▸ Instrucción A
Cita tal cual, de las entradas de datos, el tramo que empieza en la línea que contiene "QA step — the stone" y termina en la línea que contiene "[554,250,817,626]", ambas incluidas.

Por: Mohammad Molaei *
En las turbias aguas del Caribe, donde los fantasmas de intervenciones imperiales pasadas —desde la “misión de rescate” en Granada en 1983 hasta la destitución de Noriega en Panamá en 1989— flotan como munición sin detonar, la postura belicista de Estados Unidos hacia Venezuela revela un libreto familiar de desmesura hegemónica.
Bajo el pretexto de la llamada “Operación Lanza del Sur”, presentada como una “campaña antinarcóticos” dirigida contra el nebuloso Cartel de los Soles, el despliegue militar del gobierno de Trump evoca los pretextos falaces que justificaron la desastrosa invasión de Irak en 2003, donde las inexistentes armas de destrucción masiva encubrieron la sed de dominación petrolera.
Desde la semana pasada, con el grupo de ataque del portaaviones USS Gerald R. Ford, de clase Nimitz, avanzando hacia aguas cercanas a Venezuela, acompañado de un submarino nuclear, drones Reaper y bombarderos B-52 operando desde bases reactivadas en Puerto Rico, este dispositivo —que reúne a más de 14 000 efectivos y representa un asombroso 10–12 % de los activos navales estadounidenses— delata no un esfuerzo auténtico de interdicción, sino un preludio calculado al “cambio de régimen”.
¿Qué está en juego? Las joyas de la corona venezolana: 303 000 millones de barriles de reservas probadas de petróleo —las mayores del mundo— concentradas en la Faja del Orinoco, junto con vastos depósitos de litio que superan los 10 millones de toneladas en la región de Guayana, críticos en el auge de los vehículos eléctricos en un sistema petrodólar en fractura.
El giro del presidente Nicolás Maduro hacia el bloque BRICS+, formalizado con estatus de observador en julio de 2025 y reforzado por acuerdos de trueque chino-rusos, amenaza con marginar a gigantes energéticos estadounidenses como ExxonMobil y Chevron, que perdieron concesiones lucrativas tras las sanciones de 2017.
La recompensa de 50 millones de dólares por la captura de Maduro —duplicada desde los 15 millones en agosto de 2025 por la fiscal general Pamela Bondi— se extiende a pagos de 15 millones dirigidos a aliados clave como el ministro de Defensa Vladimir Padrino López y el dirigente del Partido Socialista Unido de Venezuela (PSUV) Diosdado Cabello. El objetivo: incentivar deserciones y operaciones encubiertas de la Agencia Central de Inteligencia (CIA) de EE.UU para fracturar al chavismo y allanar el camino para una recuperación corporativa.

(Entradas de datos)
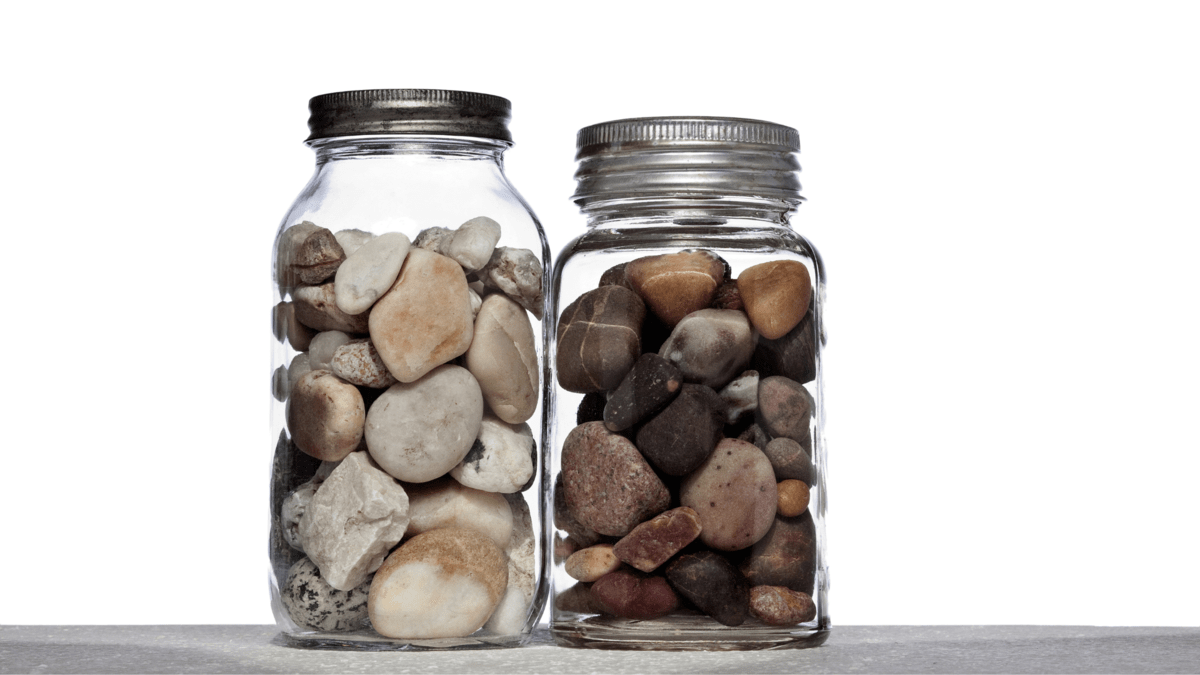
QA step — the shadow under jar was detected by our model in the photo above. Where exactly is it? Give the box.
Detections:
[544,118,829,650]
[269,89,548,650]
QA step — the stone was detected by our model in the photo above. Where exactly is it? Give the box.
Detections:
[479,246,542,321]
[280,558,371,633]
[750,586,817,626]
[740,510,817,595]
[367,527,509,639]
[404,477,512,549]
[440,216,500,271]
[562,420,672,537]
[365,364,484,483]
[563,544,620,584]
[604,354,683,431]
[287,370,366,461]
[590,569,679,621]
[659,310,755,389]
[556,286,646,394]
[775,478,809,518]
[635,384,725,476]
[450,414,536,494]
[756,375,816,448]
[334,232,409,315]
[466,293,540,424]
[613,507,701,572]
[625,251,725,325]
[738,261,812,340]
[679,438,779,551]
[665,550,750,626]
[299,452,408,591]
[329,340,396,389]
[292,283,371,333]
[370,249,474,383]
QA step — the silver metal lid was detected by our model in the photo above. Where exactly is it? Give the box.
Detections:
[308,89,512,143]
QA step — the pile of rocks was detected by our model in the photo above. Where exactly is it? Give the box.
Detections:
[271,217,542,639]
[554,250,817,626]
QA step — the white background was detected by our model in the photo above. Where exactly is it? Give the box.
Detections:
[0,0,1200,626]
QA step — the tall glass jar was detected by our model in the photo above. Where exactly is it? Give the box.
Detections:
[269,89,548,649]
[545,118,829,650]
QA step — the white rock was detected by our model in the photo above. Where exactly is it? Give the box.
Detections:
[299,452,408,591]
[334,232,409,315]
[450,416,534,494]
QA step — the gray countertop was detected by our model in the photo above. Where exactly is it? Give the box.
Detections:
[0,626,1200,674]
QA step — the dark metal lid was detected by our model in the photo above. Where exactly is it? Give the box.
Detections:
[308,89,512,143]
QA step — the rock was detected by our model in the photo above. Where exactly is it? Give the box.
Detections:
[613,507,701,572]
[330,340,396,389]
[604,354,683,431]
[467,294,539,424]
[479,246,542,321]
[625,251,724,325]
[556,286,646,394]
[679,438,779,551]
[742,510,817,593]
[592,569,679,621]
[775,479,809,518]
[404,477,512,549]
[659,310,755,389]
[562,420,672,537]
[756,375,816,448]
[334,232,409,315]
[563,544,620,584]
[280,558,371,633]
[365,364,484,483]
[300,452,408,591]
[450,416,536,494]
[750,586,817,626]
[738,261,812,340]
[666,550,750,626]
[636,384,725,476]
[287,370,366,461]
[367,527,509,639]
[292,283,371,333]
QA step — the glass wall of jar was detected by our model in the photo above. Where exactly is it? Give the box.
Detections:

▸ Instrucción B
Imprime sin cambios el fragmento del texto sobre Venezuela que empieza con las palabras que contienen "El giro del" y termina con "una recuperación corporativa.".

▸ Resultado correcto A
QA step — the stone was detected by our model in the photo above. Where exactly is it? Give the box.
Detections:
[479,246,542,321]
[280,558,371,633]
[750,586,817,626]
[740,510,817,595]
[367,527,509,639]
[404,477,512,549]
[440,216,500,271]
[562,420,672,537]
[365,364,484,483]
[563,544,620,584]
[604,354,683,431]
[287,370,366,461]
[590,569,679,621]
[659,310,755,389]
[556,286,646,394]
[775,478,809,518]
[635,384,725,476]
[450,414,536,494]
[756,375,816,448]
[334,232,409,315]
[466,293,540,424]
[613,507,701,572]
[625,251,725,325]
[738,261,812,340]
[679,438,779,551]
[665,550,750,626]
[299,452,408,591]
[329,340,396,389]
[292,283,371,333]
[370,249,474,383]
QA step — the silver metal lid was detected by our model in the photo above. Where exactly is it? Give the box.
Detections:
[308,89,512,143]
QA step — the pile of rocks was detected by our model in the photo above. Where exactly is it? Give the box.
Detections:
[271,217,542,639]
[554,250,817,626]

▸ Resultado correcto B
El giro del presidente Nicolás Maduro hacia el bloque BRICS+, formalizado con estatus de observador en julio de 2025 y reforzado por acuerdos de trueque chino-rusos, amenaza con marginar a gigantes energéticos estadounidenses como ExxonMobil y Chevron, que perdieron concesiones lucrativas tras las sanciones de 2017.
La recompensa de 50 millones de dólares por la captura de Maduro —duplicada desde los 15 millones en agosto de 2025 por la fiscal general Pamela Bondi— se extiende a pagos de 15 millones dirigidos a aliados clave como el ministro de Defensa Vladimir Padrino López y el dirigente del Partido Socialista Unido de Venezuela (PSUV) Diosdado Cabello. El objetivo: incentivar deserciones y operaciones encubiertas de la Agencia Central de Inteligencia (CIA) de EE.UU para fracturar al chavismo y allanar el camino para una recuperación corporativa.